▸ Data:
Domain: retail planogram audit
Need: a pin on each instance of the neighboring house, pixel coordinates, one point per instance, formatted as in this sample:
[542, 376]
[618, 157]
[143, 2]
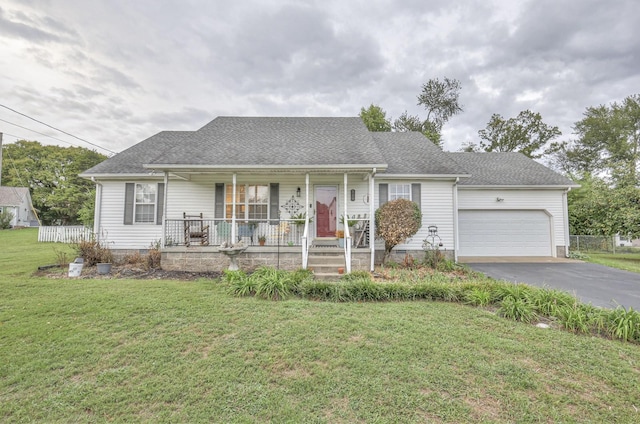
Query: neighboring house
[17, 201]
[256, 176]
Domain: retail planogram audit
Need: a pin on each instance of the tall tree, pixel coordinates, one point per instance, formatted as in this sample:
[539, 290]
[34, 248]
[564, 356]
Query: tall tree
[406, 122]
[597, 208]
[51, 173]
[525, 133]
[441, 101]
[375, 118]
[608, 142]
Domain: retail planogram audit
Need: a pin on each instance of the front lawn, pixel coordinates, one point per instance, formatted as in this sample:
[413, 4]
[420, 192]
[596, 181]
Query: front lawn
[173, 351]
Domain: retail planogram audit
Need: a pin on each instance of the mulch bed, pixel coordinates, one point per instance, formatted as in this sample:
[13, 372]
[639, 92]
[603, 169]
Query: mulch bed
[128, 271]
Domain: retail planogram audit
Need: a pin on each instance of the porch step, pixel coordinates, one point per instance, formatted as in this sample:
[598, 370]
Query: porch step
[325, 262]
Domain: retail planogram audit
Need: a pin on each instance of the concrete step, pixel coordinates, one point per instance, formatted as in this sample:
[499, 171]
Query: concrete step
[325, 262]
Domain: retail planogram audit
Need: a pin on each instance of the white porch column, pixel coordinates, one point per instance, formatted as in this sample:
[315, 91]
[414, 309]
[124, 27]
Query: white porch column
[372, 219]
[455, 220]
[347, 236]
[233, 211]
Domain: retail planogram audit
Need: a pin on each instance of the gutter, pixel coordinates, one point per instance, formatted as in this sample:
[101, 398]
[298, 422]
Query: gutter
[97, 213]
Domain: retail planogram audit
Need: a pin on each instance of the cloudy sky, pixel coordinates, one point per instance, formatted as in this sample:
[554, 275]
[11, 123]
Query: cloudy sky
[116, 72]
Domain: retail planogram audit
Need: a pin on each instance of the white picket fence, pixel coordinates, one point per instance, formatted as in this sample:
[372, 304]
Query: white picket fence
[64, 234]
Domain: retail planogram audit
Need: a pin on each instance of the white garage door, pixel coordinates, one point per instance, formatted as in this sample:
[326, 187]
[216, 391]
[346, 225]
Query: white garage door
[504, 233]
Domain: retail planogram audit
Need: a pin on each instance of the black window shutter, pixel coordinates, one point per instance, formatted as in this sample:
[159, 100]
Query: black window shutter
[274, 202]
[129, 192]
[159, 203]
[383, 197]
[219, 201]
[415, 194]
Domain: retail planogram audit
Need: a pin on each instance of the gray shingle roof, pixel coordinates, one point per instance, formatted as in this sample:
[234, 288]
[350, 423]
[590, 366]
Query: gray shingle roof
[506, 169]
[276, 141]
[130, 161]
[413, 153]
[289, 141]
[12, 196]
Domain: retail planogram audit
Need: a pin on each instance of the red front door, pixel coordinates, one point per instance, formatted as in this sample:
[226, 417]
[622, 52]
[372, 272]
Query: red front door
[326, 208]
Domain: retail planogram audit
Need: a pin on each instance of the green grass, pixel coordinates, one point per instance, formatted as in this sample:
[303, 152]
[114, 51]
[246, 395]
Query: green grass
[175, 351]
[625, 261]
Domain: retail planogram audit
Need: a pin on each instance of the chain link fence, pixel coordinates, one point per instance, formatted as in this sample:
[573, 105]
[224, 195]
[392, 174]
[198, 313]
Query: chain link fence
[599, 244]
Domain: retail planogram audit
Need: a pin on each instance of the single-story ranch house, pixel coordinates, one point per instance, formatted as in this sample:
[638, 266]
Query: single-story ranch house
[287, 186]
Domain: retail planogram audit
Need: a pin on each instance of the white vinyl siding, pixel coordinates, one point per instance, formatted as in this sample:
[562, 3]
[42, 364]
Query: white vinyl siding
[436, 198]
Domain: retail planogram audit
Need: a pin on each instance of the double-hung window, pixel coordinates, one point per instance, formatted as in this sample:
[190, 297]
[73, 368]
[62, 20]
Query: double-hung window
[251, 202]
[145, 203]
[399, 191]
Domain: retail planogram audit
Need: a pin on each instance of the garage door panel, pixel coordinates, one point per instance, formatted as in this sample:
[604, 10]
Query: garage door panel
[504, 233]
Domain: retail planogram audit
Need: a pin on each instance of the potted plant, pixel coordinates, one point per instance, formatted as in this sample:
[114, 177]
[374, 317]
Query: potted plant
[300, 218]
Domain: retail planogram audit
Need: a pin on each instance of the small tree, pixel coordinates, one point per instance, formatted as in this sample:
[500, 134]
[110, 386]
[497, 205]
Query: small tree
[396, 221]
[5, 219]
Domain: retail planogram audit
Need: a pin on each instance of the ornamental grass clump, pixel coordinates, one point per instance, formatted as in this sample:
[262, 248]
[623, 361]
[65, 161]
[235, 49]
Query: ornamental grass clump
[624, 324]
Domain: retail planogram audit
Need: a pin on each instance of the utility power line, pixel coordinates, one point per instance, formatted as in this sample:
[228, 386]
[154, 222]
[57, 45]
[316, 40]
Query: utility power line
[57, 129]
[37, 132]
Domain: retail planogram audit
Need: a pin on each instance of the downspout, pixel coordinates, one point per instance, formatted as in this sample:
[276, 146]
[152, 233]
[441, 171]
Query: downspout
[372, 220]
[565, 224]
[233, 212]
[165, 195]
[305, 234]
[97, 213]
[455, 220]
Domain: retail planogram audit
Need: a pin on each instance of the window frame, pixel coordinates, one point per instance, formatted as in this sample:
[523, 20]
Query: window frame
[405, 193]
[243, 203]
[136, 204]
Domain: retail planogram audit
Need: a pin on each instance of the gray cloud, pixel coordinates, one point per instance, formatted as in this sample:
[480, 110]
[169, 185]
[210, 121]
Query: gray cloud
[121, 71]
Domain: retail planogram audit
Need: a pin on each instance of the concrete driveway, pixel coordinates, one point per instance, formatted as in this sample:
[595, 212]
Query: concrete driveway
[595, 284]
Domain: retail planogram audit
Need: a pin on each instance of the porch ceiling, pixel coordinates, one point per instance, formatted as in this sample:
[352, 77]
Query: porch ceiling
[183, 171]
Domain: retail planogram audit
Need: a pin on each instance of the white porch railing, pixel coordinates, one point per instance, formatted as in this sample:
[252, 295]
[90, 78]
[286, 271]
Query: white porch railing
[64, 234]
[218, 231]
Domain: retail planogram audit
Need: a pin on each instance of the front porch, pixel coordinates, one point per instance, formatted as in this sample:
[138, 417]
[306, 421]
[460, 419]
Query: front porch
[280, 218]
[210, 259]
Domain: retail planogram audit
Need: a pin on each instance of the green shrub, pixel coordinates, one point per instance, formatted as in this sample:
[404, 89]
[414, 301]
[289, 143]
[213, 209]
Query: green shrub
[517, 308]
[93, 252]
[239, 283]
[5, 219]
[356, 276]
[273, 284]
[517, 291]
[396, 221]
[547, 301]
[478, 296]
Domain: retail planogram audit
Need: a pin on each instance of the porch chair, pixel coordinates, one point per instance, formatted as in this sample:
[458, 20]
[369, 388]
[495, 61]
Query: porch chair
[195, 229]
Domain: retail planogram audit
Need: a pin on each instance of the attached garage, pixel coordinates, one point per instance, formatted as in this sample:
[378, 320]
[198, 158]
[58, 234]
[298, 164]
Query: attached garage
[505, 233]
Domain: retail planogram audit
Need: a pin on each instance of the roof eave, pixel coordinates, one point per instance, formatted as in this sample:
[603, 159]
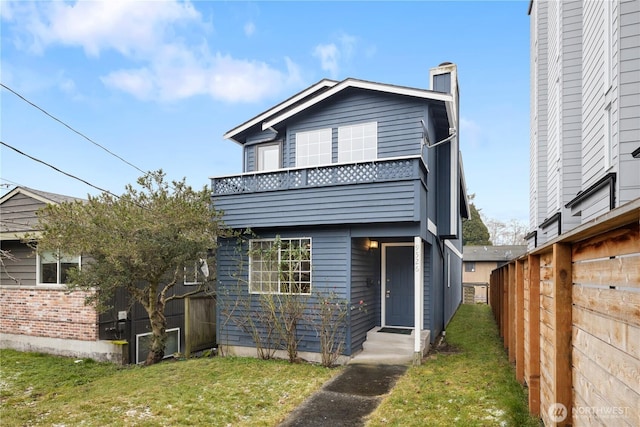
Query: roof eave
[231, 134]
[362, 84]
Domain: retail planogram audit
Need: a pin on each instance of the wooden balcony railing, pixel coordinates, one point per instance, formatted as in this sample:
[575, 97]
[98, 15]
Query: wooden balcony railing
[394, 169]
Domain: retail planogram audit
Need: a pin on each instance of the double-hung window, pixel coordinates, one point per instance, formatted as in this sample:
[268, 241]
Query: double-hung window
[358, 143]
[196, 273]
[53, 267]
[313, 148]
[280, 266]
[268, 157]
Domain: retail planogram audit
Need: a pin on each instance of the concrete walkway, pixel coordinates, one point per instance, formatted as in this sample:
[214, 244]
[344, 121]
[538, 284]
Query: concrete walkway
[348, 398]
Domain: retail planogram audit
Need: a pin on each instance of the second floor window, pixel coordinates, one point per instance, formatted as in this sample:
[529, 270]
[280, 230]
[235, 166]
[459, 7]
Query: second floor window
[268, 157]
[357, 143]
[53, 268]
[313, 148]
[470, 267]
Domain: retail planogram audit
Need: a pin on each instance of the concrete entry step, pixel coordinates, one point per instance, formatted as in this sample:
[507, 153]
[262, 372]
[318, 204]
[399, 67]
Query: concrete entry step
[390, 348]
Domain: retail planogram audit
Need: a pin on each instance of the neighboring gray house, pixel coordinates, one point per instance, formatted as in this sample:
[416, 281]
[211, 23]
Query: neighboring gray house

▸ Problem details: Every line from the one containing "Need: a pin on each instance of the concrete entry" through the end of the data must be repeated exactly, and no other line.

▸ Answer section:
Need: a pin on each instance of the concrete entry step, pixel coordinates, one point per instance, formatted as in this sample:
[507, 153]
[262, 372]
[318, 204]
[399, 67]
Query: concrete entry step
[390, 348]
Domain: retail planogram audit
Need: a pin on each instance of the neighboring gray house, pixel coordinates, one point per instance, formatted as in this sample:
[416, 281]
[211, 23]
Query: neighboring gray house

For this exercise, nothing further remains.